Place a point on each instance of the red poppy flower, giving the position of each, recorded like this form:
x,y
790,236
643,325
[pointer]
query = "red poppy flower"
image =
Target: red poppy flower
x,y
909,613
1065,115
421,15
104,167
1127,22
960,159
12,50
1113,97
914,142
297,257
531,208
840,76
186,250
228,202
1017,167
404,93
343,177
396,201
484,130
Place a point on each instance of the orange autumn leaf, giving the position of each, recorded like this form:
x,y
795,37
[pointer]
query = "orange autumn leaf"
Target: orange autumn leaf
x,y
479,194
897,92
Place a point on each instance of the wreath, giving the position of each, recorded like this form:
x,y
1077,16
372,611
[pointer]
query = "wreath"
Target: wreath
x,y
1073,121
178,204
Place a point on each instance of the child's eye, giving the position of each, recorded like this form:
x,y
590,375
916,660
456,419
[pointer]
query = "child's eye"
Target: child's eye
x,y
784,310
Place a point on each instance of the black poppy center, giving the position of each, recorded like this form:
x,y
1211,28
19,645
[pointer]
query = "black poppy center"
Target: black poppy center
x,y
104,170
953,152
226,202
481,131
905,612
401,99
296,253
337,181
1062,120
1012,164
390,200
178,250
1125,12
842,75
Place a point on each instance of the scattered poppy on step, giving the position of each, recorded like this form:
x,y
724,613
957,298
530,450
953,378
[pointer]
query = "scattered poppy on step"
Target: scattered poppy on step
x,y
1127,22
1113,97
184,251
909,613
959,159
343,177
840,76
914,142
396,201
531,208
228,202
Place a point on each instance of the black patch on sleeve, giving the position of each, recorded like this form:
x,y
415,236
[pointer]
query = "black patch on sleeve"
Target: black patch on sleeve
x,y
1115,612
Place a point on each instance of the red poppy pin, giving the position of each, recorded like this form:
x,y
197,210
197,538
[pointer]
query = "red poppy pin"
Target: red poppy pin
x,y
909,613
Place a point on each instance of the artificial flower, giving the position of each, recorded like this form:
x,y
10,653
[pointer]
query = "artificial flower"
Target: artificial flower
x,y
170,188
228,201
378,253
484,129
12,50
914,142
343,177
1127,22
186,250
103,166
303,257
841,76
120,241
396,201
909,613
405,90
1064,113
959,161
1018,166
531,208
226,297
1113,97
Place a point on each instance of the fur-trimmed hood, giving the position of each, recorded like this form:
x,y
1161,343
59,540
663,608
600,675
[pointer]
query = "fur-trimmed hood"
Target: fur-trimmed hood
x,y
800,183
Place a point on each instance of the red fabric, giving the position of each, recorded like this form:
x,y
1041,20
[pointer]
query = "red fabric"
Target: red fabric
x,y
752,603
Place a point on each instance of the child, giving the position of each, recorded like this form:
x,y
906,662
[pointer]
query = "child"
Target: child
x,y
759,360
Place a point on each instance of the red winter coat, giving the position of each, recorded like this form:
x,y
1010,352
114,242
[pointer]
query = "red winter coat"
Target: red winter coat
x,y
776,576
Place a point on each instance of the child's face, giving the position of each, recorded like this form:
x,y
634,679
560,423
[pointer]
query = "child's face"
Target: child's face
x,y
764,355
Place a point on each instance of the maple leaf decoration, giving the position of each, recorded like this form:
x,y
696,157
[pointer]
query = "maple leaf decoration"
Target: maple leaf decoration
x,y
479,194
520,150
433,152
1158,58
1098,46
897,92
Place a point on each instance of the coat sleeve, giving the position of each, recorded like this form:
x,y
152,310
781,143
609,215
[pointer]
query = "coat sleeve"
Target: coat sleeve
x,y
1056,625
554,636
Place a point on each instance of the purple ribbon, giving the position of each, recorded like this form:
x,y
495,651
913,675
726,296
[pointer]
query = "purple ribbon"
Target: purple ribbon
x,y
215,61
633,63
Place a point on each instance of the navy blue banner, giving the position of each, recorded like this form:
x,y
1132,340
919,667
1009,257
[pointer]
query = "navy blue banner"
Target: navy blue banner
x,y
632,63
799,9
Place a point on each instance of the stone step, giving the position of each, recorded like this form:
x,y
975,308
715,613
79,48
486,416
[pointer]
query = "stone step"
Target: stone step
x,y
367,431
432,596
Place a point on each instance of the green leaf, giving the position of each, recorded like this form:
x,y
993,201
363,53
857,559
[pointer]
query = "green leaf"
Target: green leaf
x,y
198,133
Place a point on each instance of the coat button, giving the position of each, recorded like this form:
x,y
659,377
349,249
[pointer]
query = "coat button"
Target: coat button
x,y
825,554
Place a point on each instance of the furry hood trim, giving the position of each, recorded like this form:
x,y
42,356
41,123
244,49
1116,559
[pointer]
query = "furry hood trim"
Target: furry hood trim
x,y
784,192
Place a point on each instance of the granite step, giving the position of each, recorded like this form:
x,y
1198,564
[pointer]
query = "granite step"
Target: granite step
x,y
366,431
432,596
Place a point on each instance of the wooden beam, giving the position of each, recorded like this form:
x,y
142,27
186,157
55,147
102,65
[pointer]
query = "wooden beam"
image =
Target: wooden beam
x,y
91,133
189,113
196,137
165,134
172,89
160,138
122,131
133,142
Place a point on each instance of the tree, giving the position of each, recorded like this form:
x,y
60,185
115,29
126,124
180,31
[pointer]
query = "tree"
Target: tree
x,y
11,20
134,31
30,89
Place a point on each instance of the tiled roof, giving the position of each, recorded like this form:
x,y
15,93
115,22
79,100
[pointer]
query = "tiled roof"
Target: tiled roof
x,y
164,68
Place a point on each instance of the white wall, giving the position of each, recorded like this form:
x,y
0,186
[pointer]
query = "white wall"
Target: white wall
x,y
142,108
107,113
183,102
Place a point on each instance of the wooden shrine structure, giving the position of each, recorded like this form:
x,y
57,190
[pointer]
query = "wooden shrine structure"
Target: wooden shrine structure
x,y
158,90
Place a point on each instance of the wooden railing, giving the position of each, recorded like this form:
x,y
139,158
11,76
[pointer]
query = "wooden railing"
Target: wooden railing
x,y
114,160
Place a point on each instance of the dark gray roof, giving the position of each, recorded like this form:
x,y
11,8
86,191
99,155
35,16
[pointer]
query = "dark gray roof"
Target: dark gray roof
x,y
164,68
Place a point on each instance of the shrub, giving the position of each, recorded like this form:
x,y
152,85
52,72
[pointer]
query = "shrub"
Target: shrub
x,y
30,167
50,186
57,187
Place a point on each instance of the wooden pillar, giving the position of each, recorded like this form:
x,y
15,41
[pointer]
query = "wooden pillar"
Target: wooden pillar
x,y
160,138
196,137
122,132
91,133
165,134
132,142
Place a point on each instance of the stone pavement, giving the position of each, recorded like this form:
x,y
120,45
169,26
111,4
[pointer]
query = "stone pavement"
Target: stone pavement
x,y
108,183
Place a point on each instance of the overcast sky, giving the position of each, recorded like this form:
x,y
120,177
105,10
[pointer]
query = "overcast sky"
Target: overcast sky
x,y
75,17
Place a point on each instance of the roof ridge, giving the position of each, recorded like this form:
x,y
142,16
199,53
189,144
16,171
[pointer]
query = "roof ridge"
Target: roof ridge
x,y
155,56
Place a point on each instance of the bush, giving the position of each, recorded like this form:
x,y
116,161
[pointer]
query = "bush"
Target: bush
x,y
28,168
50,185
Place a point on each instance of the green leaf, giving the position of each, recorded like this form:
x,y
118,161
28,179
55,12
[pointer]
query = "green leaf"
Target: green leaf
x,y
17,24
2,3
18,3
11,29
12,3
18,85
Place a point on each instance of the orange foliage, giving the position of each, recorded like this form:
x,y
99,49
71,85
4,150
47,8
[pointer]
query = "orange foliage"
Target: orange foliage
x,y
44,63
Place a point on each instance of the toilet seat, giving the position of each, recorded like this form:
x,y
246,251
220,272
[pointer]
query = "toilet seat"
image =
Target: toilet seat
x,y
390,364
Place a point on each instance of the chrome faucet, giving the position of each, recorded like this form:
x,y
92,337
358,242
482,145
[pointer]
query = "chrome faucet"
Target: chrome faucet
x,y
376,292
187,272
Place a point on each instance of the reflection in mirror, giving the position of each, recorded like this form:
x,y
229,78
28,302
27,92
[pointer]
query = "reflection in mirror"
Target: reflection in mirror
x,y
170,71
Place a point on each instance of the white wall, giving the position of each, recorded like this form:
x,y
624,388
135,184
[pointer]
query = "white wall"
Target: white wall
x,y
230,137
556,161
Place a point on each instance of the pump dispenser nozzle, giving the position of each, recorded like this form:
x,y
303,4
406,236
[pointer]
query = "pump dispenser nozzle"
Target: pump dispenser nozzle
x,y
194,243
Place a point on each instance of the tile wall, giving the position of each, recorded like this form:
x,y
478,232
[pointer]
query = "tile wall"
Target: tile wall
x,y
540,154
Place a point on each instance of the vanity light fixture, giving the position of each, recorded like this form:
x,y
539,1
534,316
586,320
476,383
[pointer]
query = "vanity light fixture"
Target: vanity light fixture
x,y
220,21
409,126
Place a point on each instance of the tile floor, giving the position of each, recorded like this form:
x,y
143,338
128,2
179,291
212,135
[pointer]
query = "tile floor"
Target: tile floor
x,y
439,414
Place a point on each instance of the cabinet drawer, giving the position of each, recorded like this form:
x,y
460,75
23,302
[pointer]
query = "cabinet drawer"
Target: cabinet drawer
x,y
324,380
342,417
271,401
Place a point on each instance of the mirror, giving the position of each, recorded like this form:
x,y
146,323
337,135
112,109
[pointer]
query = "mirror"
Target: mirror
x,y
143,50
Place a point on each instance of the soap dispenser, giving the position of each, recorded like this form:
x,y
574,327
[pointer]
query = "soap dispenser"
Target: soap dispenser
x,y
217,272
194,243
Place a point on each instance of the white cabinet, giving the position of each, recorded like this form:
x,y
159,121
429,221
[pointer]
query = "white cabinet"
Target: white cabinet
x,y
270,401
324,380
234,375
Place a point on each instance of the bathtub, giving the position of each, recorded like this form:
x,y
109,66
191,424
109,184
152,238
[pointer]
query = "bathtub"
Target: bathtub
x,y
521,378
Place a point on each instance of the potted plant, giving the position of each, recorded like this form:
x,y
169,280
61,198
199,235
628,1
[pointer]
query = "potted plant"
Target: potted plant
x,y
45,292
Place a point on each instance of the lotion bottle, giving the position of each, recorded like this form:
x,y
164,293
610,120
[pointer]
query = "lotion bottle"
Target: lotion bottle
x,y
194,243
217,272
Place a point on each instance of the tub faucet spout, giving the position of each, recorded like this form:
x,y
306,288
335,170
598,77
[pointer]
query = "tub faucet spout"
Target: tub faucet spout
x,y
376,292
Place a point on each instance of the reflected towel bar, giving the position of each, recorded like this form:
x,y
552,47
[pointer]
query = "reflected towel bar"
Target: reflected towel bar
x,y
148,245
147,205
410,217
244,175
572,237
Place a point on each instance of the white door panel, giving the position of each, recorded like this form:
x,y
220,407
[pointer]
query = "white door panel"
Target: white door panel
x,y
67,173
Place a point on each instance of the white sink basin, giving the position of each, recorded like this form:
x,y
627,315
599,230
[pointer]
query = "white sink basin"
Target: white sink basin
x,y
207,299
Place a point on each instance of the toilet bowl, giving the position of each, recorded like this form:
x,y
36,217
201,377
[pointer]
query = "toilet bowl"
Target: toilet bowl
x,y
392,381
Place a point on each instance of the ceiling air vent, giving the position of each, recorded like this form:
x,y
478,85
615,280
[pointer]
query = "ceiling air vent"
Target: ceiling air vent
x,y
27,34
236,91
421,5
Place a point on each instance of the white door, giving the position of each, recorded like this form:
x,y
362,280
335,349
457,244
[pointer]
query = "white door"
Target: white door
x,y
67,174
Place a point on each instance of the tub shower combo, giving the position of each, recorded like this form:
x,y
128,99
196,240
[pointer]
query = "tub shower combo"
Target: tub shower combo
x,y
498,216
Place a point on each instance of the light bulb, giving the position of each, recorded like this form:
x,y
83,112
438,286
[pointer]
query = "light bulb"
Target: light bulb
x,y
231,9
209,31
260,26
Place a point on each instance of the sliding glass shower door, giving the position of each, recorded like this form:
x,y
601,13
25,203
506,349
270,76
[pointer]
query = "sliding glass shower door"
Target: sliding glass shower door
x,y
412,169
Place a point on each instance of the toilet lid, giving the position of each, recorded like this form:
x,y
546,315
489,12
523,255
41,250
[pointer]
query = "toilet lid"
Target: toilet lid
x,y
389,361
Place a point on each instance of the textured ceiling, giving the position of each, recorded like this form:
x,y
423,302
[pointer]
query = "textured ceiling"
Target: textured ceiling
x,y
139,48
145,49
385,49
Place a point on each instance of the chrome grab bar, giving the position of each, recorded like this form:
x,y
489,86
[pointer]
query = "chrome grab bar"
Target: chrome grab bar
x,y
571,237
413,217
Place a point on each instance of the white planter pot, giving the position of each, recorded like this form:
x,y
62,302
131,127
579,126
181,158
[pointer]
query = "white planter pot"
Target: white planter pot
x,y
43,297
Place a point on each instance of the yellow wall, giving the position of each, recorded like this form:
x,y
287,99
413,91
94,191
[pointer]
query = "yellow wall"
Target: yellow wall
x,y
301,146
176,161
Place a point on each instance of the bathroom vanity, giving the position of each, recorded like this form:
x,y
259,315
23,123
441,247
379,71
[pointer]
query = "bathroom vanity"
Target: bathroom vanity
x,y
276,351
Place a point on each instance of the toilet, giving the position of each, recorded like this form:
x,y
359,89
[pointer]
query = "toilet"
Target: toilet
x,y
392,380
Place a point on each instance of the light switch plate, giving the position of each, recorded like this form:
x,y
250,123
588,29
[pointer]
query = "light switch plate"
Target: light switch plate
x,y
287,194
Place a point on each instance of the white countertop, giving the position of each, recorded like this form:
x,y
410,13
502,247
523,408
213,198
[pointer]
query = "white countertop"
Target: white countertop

■ **Instruction**
Output exactly the lines from the one containing "Place a point on each instance of the bathroom" through the last line of the entries, both ends included.

■ **Correct result**
Place a point on each instance of the bathroom vanity, giving the position of each, recorded like this form:
x,y
259,315
23,123
441,247
379,71
[pointer]
query = "bathroom vanity"
Target: bathroom vanity
x,y
276,351
Place a point on each instance of the toilet, giving the position of each, recorded like this form:
x,y
359,89
[pointer]
query = "toilet"
Target: toilet
x,y
392,380
Place a point on each instance of the light switch plate, giving the position of each, recorded like this form:
x,y
250,123
588,29
[pointer]
query = "light switch plate"
Target: light switch plate
x,y
287,194
Place a point on each instance of the white countertop, giving the position of each, recorded like this form:
x,y
410,13
502,247
523,408
213,198
[pointer]
query = "white countertop"
Target: white countertop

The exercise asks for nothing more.